▶ [Set task] In the data below, swap "bush" for "shrub" and write the lines out again with nothing else changed. Leave the pictures out.

====== Supplied records

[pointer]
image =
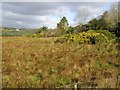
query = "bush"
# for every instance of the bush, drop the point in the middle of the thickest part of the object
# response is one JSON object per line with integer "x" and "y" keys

============

▶ [Output of the exercise]
[pointer]
image =
query = "shrub"
# for every instance of the shrub, drop the point in the middle of the thickest part of the object
# response is one JSON object per line with integer "x" and "y" keys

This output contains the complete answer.